WRITTEN EXERCISE:
Rename "propane tank" to "gas cylinder" in the entries from the start through the line containing "[[71, 186]]", and reproduce those lines with nothing else changed. Omit the picture from your answer.

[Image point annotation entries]
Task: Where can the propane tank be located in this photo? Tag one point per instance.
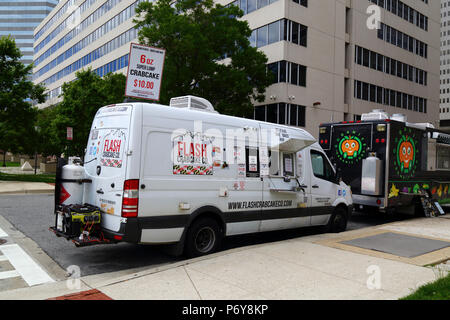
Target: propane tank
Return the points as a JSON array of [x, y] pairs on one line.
[[71, 186]]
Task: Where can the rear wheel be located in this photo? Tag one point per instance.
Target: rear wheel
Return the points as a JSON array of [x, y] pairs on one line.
[[338, 220], [203, 237]]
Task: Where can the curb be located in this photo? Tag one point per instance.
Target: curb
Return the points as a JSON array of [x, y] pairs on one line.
[[93, 294]]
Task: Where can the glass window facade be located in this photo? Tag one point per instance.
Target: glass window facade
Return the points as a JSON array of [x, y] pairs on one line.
[[19, 19]]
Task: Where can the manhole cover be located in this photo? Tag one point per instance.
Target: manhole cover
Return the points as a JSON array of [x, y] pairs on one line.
[[398, 244]]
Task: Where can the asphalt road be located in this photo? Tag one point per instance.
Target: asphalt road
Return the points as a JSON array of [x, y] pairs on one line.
[[33, 215]]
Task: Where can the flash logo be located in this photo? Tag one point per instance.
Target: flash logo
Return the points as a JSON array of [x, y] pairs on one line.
[[373, 21]]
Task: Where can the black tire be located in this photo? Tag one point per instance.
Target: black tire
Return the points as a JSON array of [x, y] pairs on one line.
[[203, 237], [338, 220]]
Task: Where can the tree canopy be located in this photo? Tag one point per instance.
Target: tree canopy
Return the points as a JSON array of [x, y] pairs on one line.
[[208, 53], [17, 91]]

IN RESPONSE:
Task: Where can the gas cylinder be located in this photo? Tag one point per instance.
Target: gas cylinder
Return the points as a JSON array of [x, y] pairs on one line.
[[71, 186]]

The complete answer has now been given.